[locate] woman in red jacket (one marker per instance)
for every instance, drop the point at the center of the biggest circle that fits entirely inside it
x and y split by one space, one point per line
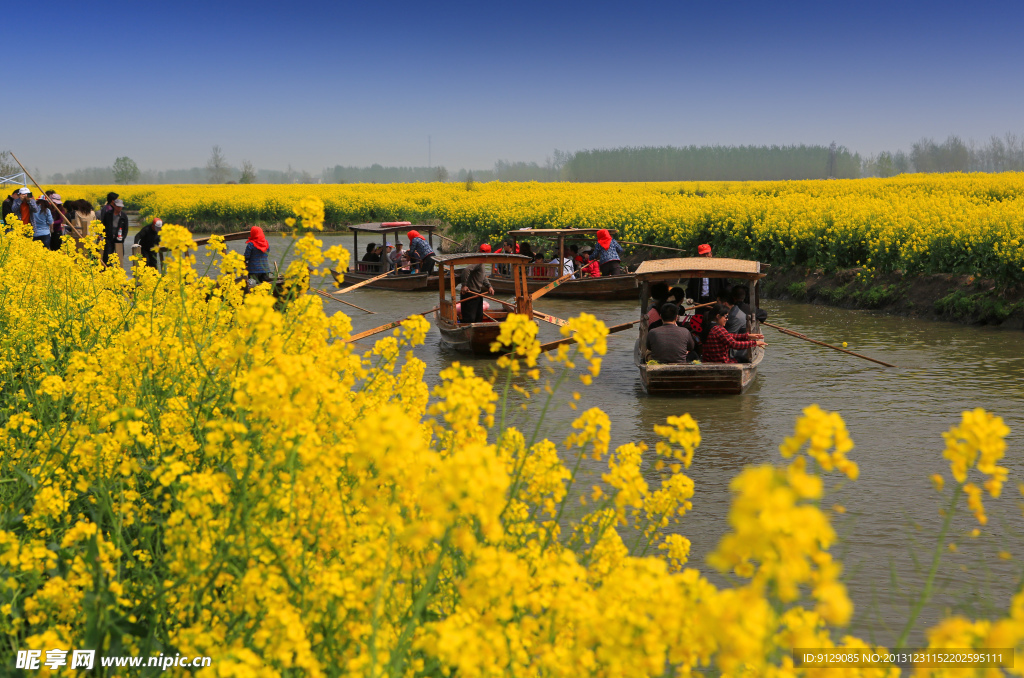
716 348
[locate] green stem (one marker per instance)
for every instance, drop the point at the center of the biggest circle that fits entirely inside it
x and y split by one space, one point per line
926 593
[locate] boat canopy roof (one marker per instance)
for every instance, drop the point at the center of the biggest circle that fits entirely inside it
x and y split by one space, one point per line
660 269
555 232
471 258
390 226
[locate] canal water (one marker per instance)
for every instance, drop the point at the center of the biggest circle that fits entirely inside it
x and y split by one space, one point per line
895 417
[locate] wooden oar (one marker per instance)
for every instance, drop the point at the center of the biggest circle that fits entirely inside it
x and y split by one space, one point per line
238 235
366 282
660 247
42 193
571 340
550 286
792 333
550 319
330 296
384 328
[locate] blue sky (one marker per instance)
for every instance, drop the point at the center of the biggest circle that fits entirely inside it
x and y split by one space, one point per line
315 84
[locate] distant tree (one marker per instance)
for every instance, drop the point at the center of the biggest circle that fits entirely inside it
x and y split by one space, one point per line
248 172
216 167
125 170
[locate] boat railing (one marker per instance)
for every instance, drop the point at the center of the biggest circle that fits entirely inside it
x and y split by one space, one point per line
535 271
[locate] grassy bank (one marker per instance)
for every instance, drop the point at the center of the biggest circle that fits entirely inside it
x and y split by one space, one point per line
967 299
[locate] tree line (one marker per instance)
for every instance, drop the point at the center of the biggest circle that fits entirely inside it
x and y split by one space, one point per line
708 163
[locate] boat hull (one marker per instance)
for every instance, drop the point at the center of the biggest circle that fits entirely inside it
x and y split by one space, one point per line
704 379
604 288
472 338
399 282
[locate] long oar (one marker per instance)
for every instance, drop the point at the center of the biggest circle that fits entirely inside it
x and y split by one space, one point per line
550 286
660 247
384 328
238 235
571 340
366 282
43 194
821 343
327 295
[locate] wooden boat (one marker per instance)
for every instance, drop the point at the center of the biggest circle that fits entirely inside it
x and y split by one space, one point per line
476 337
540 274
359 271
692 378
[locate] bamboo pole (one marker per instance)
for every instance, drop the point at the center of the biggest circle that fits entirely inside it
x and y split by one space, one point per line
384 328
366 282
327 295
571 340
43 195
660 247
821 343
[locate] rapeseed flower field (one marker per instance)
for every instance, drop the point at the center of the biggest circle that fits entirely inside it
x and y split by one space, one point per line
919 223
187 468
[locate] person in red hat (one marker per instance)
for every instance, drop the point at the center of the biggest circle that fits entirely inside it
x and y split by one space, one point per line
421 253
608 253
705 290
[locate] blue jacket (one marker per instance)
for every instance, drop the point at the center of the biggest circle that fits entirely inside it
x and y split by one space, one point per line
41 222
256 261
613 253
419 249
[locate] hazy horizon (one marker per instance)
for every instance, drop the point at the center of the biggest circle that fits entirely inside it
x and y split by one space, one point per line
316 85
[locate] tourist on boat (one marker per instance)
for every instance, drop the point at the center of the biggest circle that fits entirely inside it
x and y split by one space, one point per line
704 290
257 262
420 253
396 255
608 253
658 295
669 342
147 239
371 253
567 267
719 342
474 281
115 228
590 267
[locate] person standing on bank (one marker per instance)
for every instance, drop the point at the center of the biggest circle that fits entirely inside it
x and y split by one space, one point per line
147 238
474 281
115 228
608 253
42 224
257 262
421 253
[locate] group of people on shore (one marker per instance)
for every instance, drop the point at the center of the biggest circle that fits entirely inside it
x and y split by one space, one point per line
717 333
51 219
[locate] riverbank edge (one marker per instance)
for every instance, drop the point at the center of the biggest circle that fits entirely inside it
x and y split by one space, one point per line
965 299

— EXERCISE —
Pick every line from the listing holding the string "tree", and copy it.

— YOUR RESPONSE —
[locate] distant tree (one marker per instance)
[locate] tree line (one marker per instance)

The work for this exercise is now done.